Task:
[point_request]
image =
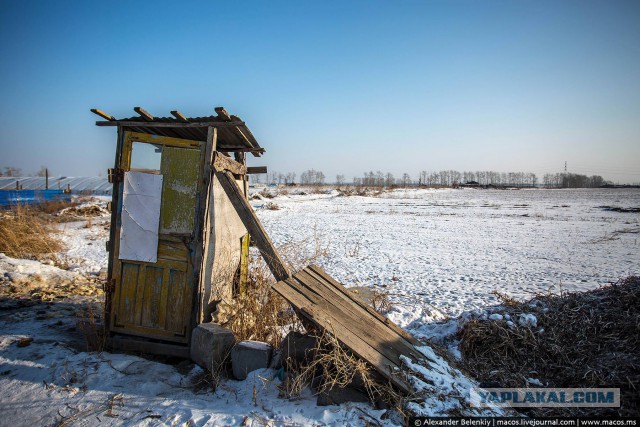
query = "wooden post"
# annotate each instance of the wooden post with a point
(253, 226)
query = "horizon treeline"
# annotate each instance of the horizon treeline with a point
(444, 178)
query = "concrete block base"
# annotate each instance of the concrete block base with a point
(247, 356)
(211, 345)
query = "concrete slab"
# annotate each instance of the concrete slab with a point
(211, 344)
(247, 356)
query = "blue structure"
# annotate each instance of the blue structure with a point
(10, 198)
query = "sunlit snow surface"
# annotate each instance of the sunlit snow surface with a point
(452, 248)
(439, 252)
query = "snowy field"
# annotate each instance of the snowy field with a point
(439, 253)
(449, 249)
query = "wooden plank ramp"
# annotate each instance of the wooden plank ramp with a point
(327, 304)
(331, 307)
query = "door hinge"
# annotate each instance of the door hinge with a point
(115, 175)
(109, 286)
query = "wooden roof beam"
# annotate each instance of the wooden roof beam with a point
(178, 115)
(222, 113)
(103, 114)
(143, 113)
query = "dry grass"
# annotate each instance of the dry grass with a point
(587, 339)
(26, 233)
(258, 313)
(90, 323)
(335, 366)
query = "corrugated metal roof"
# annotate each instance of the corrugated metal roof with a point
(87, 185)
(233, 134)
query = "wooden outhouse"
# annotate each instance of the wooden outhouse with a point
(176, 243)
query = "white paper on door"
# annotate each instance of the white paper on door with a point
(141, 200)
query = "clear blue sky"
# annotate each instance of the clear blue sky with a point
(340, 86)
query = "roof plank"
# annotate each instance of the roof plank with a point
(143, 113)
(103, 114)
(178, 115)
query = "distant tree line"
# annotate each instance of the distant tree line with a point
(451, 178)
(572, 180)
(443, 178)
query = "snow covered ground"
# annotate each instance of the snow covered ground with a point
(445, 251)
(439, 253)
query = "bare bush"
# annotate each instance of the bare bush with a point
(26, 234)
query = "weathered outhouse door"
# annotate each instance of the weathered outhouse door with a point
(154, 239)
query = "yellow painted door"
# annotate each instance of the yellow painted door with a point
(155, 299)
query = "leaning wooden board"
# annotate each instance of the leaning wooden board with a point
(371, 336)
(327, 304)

━━━━━━━━━━━━━━━━

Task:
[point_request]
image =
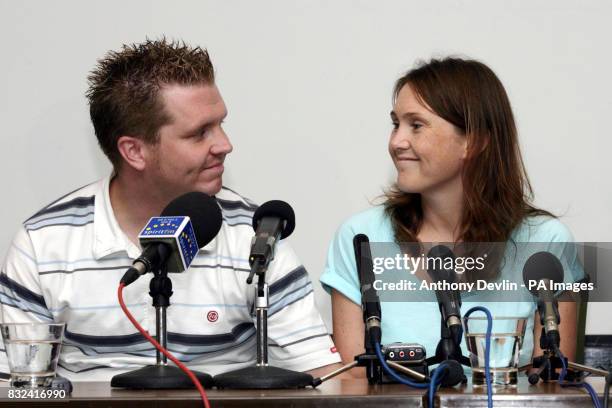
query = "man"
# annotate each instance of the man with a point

━━━━━━━━━━━━━━━━

Exercise:
Extract every line of the records above that contains the string "bush", copying each such line in full.

Answer:
query = "bare bush"
# annotate each instance of the bare bush with a point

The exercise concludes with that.